EXTRACT:

Stephanie Rohn was 21 years old and living in Mississippi, far from her parents’ home in Manhasset, New York, when she suddenly experienced a series of brief blackouts. “I didn’t know what it was,” she recalls. “I was going through a lot at the time, so I thought they were small panic attacks.” One of her roommates disagreed. “She was really adamant that it wasn’t a panic attack,” says Stephanie. Sensing that this was something more serious, the roommate took a video of Stephanie’s next episode and sent it to her parents, who urged their daughter to go to a local hospital to get checked out.
“That’s where they found my brain tumor,” Stephanie says. Her roommate had been correct that the episodes were not panic attacks. She had experienced a grand mal seizure, which includes a loss of consciousness, violent muscle contractions, or both. Typically associated with epilepsy, a grand mal seizure can also be trigged by a high fever, a stroke, or even low blood sugar. In some cases, like Stephanie’s, they can signal the presence of a brain tumor.
Young and far from home, Stephanie didn’t have a clue what to do. Thankfully, an aunt was able to help connect Stephanie with brain tumor experts in New York, so she could be home with her family while being treated. That’s how Stephanie came to meet neuro-oncologist Howard Fine, MD, and neurosurgeon Rohan Ramakrishna, MD, at NewYork-Presbyterian Weill Cornell Medicine, Co-Directors of the Rhodes Center for Glioblastoma.
Dr. Fine and Dr. Ramakrishna specialize in the treatment of gliomas — a type of tumor that starts in the brain or spine’s glial cells. Fortunately for Stephanie her tumor was low grade, with a much better prognosis than many other types of gliomas. “When treating brain tumors, we often deal with glioblastoma, which is a more serious matter,” says Dr. Ramakrishna. “But once we saw Stephanie’s tumor, we knew it was something we could likely treat effectively with multi-modal therapy, including surgery, chemotherapy, and radiation.”
Dr. Fine agrees. “Stephanie’s tumor was very typical,” he says. “I’ve dedicated my career to patients with brain tumors and have been involved in more than 100 brain tumor clinical trials. The best way to go was to surgically remove her tumor so that she could live without seizures for the rest of her life. I knew she’d be in good hands with Rohan in the OR.”

INPUT DATA:
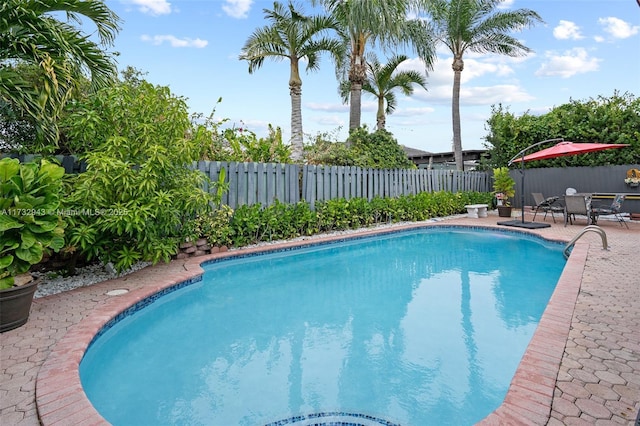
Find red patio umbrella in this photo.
[511,141,629,163]
[498,138,629,228]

WORK TO COMPLETE:
1 - From the text about Stephanie Rohn's brain tumor, list the conditions other than epilepsy that it says can trigger a grand mal seizure.
2 - According to the text about Stephanie Rohn's brain tumor, how many brain tumor clinical trials has Dr. Fine been involved in?

ANSWERS IN ORDER:
1 - High fever, stroke, low blood sugar

2 - More than 100.